Zu erledigen>
a) Gib den Absatz aus dem Auszug zum Umsatzsteuerstreit, der mit „Das Finanzamt stimmte der Erklärung nicht zu“ beginnt, kürzer als Stichpunktliste wieder und behalte dabei seine wesentlichen Fakten bei.
b) Welche vollständigen Datumsangaben mit Tag, Monat und Jahr enthält der Auszug zum Umsatzsteuerstreit? Führe jede nur einmal auf.
c) Führe den Auszug zum Umsatzsteuerstreit im Anschluss an seinen letzten Satz weiter.

Ausgewählter Auszug>
• • • • •
Mit Schreiben vom 06.09.1990 teilte das Finanzamt dem Kläger unter Hinweis auf das BFH-Urteil vom 30.11.1989, BStBl. II 1990, 452 mit, dass er als reiner Wasserbeschaffungsverband keinen Betrieb gewerblicher Art unterhalte und damit die Pflicht zur Abgabe von Umsatzsteuererklärungen sowie das Recht auf Geltendmachung von Vorsteuerbeträgen ab dem 01.01.1991 entfalle. In der Folgezeit wurden keine Umsatzsteuererklärungen mehr eingereicht. Anlässlich einer Prüfung des Bayerischen Kommunalen Prüfungsverbandes gelangte dieser zu der Auffassung, dass die Tätigkeit des Klägers nach Artikel 4 Abs. 5 6. EG-Richtlinie i.V.m. Anhang D Nr. 2 als Wasserlieferung eine unternehmerische Tätigkeit darstelle. Daraufhin reichte der Kläger am 03.12.2003 für das Jahr 1996 erstmals wieder eine Umsatzsteuererklärung ein, in der er Lieferungen und sonstige Leistungen zu 7 % i.H.v. 181.316 DM erklärte und unter Berücksichtigung von Vorsteuerbeträgen i.H.v. 17.269 DM eine Umsatzsteuererstattung i.H.v. 4.577 DM errechnete.

Das Finanzamt stimmte der Erklärung nicht zu (§ 168 Satz 2 AO). Mit Bescheid über Umsatzsteuer für das Jahr 1996 vom 23.12.2003 setzte es mit unter dem Vorbehalt der Nachprüfung stehenden Bescheid über Umsatzsteuer für das Jahr 1996 die Umsatzsteuer auf 0 DM fest. Es teilte dazu mit, dass der Kläger eine hoheitliche Aufgabe erfülle und die Unternehmereigenschaft nicht gegeben sei.

Das Einspruchsverfahren blieb ohne Erfolg.

Der Kläger hat Klage erhoben und beantragt, den Umsatzsteuerbescheid für das Jahr 1996 vom 23.12.2003 in der Fassung der Einspruchsentscheidung vom 13.05.2004 dahin abzuändern, dass die Umsatzsteuer wie erklärt mit ./. 4.577,50 DM festgesetzt wird.
• • • • •
Verfügbare Daten>
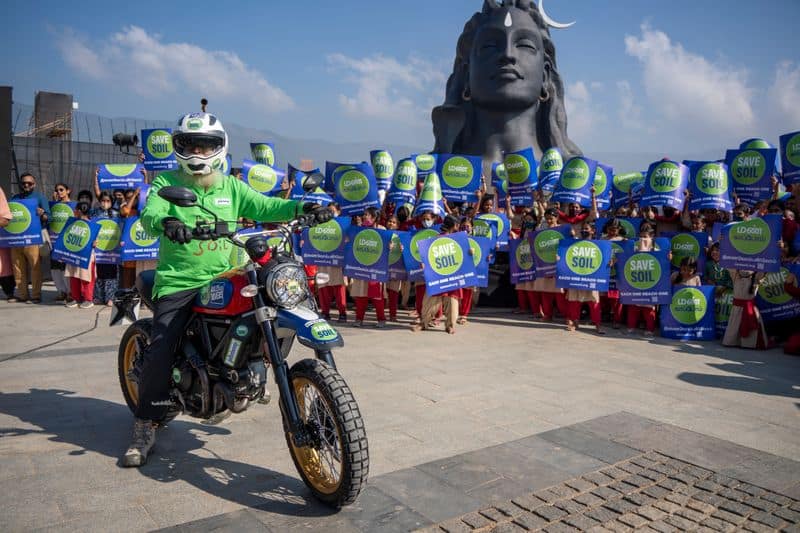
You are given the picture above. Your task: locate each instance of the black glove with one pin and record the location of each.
• • • • •
Antworten>
a)
- Das Finanzamt stimmte der Erklärung nicht zu (§ 168 Satz 2 AO).
- Mit Bescheid vom 23.12.2003 unter dem Vorbehalt der Nachprüfung setzte es die Umsatzsteuer für 1996 auf 0 DM fest.
- Begründung: Der Kläger erfülle eine hoheitliche Aufgabe, die Unternehmereigenschaft sei nicht gegeben.

b)
- 06.09.1990
- 30.11.1989
- 01.01.1991
- 03.12.2003
- 23.12.2003
- 13.05.2004

c)
Zur Begründung führt der Kläger im Wesentlichen Folgendes aus:

Er werde mit seiner Wasserlieferung an die Stadt 1 und die angeschlossenen Zweckverbände unternehmerisch tätig. Das Finanzamt stelle in seiner Einspruchsentscheidung vom 13.05.2004 unzutreffend darauf ab, dass eine unternehmerische Tätigkeit nur dann vorliege, wenn eine tatsächliche Wasserlieferung an den Endverbraucher mit Hilfe eines eigenen Rohrleitungsnetzes durchgeführt werde. Dies sei dem Gesetzeswortlaut des § 4 Abs. 3 KStG nicht zu entnehmen. Maßgebend sei, dass der Betrieb dazu „diene“, die angeschlossenen Endverbraucher mit Wasser zu versorgen. Dabei bedeute „dienen“, dass der Betrieb in den Trinkwasserversorgungsprozess, der mit der Wasserförderung beginne und mit der Lieferung an den Endverbraucher ende, involviert sei. So habe der BFH im Urteil vom 16.03.1965, HFR 1965, 423 einem Wasser- und Bodenverband, der in den Mitgliedsgemeinden die Trink- und Brauchwasserversorgung sicherzustellen hatte, die Eigenschaft als Betrieb gewerblicher Art nur deswegen versagt, weil die Tätigkeit nicht von einigem Gewicht gewesen sei.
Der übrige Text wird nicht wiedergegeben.